• **What to do**
a - Copy the Frame Lake passage word for word, starting with "Lake in the" and going on through "and boating opportunities.".
b - In the Frame Lake passage, what had residents stopped doing on the lake within two decades of the early 1970s, and why?
c - Write what comes next in the passage about Frame Lake, picking up after its last sentence.

Lake in the Northwest Territories, Canada

Frame Lake is located in Yellowknife, Northwest Territories, Canada. It is an 84 ha endorheic freshwater body located between the city's downtown section and a larger residential area. The Frame Lake Trail circles it, and city hall and the territorial legislative assembly building are on its shores.

Formed by meltwater after the end of the Wisconsin glaciation 20,000 years ago, Frame has been an important part of Yellowknife's history. The Dene in the area used it as a fishing spot before European settlement. In the early years of the city's growth, gold mines nearby dumped tailings in it and sometimes sewage. Later, when the city's New Town, now its downtown section, was surveyed and developed nearby, Frame offered accessible swimming and boating opportunities.

However, storm sewers diverted much of the runoff that fed it. Later development blocked the lake's only outflow, leaving it endorheic and complicating the problems caused by earlier pollution. By the early 1970s it no longer supported any fish; within two decades residents had stopped swimming or boating it out of fear of leeches. Subsequent studies have shown that the lake completely eutrophied sometime in the mid-1990s. They have not, however, been able to determine whether that was due to climate change, pollution or some combination of both; the possibility exists that the lake has always been at a higher trophic state than others in the area.

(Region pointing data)
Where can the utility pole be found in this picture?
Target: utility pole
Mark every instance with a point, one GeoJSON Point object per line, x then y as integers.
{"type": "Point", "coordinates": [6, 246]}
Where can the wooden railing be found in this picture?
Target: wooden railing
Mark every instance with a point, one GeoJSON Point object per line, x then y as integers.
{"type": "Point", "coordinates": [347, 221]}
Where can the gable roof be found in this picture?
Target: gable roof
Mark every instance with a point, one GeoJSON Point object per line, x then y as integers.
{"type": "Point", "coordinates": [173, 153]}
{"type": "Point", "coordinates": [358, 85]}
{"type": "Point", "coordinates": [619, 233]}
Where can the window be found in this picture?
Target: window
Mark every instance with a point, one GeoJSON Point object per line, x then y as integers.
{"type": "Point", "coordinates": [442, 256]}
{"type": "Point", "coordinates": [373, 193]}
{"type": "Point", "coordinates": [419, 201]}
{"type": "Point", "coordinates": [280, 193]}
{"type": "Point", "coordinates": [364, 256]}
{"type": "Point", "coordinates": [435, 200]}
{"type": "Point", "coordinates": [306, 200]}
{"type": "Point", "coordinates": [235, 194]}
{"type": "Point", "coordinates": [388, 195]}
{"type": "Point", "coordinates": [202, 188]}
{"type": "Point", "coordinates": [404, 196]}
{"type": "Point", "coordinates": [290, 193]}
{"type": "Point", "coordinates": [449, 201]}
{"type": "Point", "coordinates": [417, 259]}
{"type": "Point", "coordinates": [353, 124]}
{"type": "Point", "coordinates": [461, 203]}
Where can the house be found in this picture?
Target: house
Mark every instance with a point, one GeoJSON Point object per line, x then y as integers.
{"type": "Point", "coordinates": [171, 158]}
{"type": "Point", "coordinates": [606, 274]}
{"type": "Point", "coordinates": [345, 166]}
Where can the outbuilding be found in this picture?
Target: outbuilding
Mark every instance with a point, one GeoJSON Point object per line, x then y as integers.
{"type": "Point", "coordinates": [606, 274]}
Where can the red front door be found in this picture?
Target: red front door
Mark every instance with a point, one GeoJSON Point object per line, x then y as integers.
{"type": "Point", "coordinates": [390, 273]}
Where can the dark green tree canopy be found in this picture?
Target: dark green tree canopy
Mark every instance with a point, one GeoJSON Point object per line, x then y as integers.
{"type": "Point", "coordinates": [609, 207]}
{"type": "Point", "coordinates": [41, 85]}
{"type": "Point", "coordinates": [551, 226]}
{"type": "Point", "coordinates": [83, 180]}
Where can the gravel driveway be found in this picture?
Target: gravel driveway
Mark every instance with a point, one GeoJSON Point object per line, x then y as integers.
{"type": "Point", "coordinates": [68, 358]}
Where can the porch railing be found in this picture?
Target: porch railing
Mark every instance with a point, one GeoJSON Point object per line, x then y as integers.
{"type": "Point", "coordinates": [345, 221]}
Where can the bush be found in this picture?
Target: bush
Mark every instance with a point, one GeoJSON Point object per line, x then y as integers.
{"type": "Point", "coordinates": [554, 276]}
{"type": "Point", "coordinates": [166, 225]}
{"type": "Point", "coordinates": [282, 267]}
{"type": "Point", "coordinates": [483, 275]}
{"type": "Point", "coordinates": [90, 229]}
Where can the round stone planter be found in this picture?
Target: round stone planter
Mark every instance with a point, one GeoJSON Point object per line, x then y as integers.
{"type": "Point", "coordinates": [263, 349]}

• **Response list**
a -
Lake in the Northwest Territories, Canada

Frame Lake is located in Yellowknife, Northwest Territories, Canada. It is an 84 ha endorheic freshwater body located between the city's downtown section and a larger residential area. The Frame Lake Trail circles it, and city hall and the territorial legislative assembly building are on its shores.

Formed by meltwater after the end of the Wisconsin glaciation 20,000 years ago, Frame has been an important part of Yellowknife's history. The Dene in the area used it as a fishing spot before European settlement. In the early years of the city's growth, gold mines nearby dumped tailings in it and sometimes sewage. Later, when the city's New Town, now its downtown section, was surveyed and developed nearby, Frame offered accessible swimming and boating opportunities.

b - They had stopped swimming or boating on it out of fear of leeches.

c -
Some city residents have agitated for efforts to reclaim the lake so it will once again be a destination for swimmers, anglers and boaters in warm weather. To do so, it will be necessary to reoxygenate the water to the point that fish can again inhabit its waters. This could be accomplished either by aeration or dredging, which would remove the accumulated rotted organic matter on the lake bed that currently renders it anoxic when the lake is frozen over in the winter.

==Geography==

Frame Lake is irregularly shaped, with a northern section and a southern section along a north-northeast to south-southwest axis approximately 1.4 km long, connected by a narrower central passage midway along its length where a wide peninsula extends from the western shore and an arm extends roughly 500 m to the east, curving northward. At their widest shorelines, both sections are roughly the same distance apart. Five small islands are located within the lake, three in the northern section and two in the southern section. Its total surface area is 84 ha.

The lake lies at an elevation of 186 m. Surrounding terrain is gently undulating, with some of the small hills nearby cresting as high as 207 m and one of the islands rising to 197 m. Two unnamed streams drain into the lake south of the peninsula on the western side. The northerly of the two rises from drainage ditches surrounding the runways at Yellowknife Airport 1.6 km to the west, draining Robinson's Pond on the way to Frame Lake; the southerly has largely been channelized, draining Range Lake 600 m to the west, itself fed by a stream of similarly short length flowing into it from the west.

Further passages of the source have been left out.